# Raw records
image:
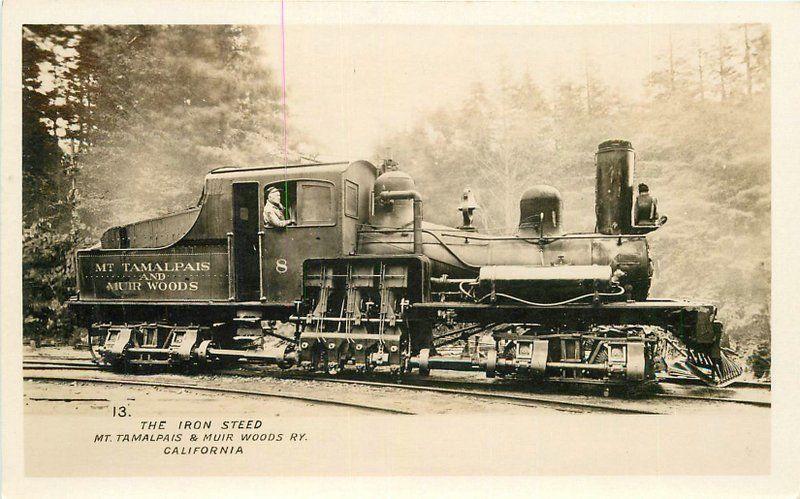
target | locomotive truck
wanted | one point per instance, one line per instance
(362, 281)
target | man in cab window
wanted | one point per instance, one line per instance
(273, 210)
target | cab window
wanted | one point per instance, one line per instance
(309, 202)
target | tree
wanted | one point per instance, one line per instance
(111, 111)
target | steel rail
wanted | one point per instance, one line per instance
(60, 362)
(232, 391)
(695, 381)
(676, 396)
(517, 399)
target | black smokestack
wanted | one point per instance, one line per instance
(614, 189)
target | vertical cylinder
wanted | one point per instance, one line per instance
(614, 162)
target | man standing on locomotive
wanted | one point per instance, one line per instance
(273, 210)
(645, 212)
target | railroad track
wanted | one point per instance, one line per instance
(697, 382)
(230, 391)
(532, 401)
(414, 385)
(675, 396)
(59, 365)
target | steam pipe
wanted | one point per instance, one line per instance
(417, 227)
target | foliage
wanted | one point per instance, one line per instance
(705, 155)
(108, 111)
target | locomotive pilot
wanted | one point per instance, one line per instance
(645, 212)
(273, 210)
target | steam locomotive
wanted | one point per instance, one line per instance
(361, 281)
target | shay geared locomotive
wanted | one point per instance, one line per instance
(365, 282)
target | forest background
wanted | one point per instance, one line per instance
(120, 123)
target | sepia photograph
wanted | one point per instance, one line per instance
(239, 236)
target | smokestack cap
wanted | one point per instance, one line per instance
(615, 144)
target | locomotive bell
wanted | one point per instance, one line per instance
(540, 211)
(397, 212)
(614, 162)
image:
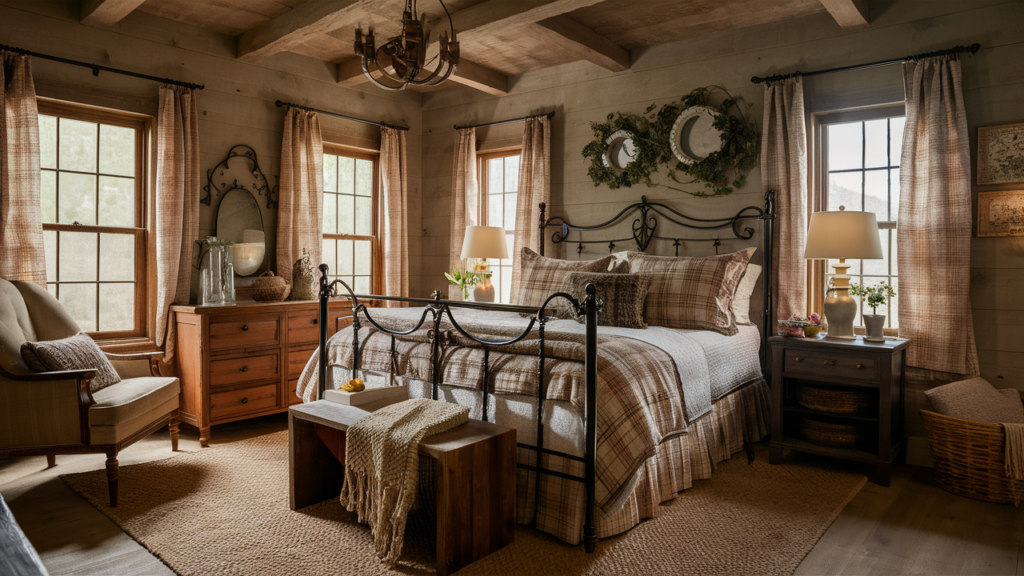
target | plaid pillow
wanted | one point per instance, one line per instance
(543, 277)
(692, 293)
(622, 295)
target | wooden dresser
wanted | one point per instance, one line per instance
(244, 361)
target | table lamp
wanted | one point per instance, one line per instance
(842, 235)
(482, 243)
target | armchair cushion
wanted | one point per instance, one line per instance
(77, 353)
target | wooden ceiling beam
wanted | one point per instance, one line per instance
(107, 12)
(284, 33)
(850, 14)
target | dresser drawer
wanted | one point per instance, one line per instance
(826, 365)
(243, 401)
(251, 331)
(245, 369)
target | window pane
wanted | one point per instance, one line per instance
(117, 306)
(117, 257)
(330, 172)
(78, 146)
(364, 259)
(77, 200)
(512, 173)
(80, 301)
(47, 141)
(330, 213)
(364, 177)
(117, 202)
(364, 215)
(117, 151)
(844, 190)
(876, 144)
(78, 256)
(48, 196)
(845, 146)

# What the task requires
Please quote the part of the items above that opens with the line containing "target | wooden ceiling beam" and runs through the last line of the items, reproducing every line unchanged.

# Solution for this task
target | wooden ceiling beam
wanted | one point per instance, one line per instance
(107, 12)
(284, 33)
(850, 14)
target | dresser drawer
wanted | one point per instance, one line per instance
(826, 365)
(243, 401)
(251, 331)
(245, 369)
target | window pane
wanted | one point per instance, one line per instance
(117, 306)
(117, 257)
(330, 172)
(78, 146)
(364, 259)
(77, 200)
(512, 173)
(80, 301)
(47, 141)
(330, 213)
(364, 177)
(117, 202)
(364, 215)
(117, 151)
(844, 190)
(876, 144)
(78, 256)
(48, 196)
(845, 146)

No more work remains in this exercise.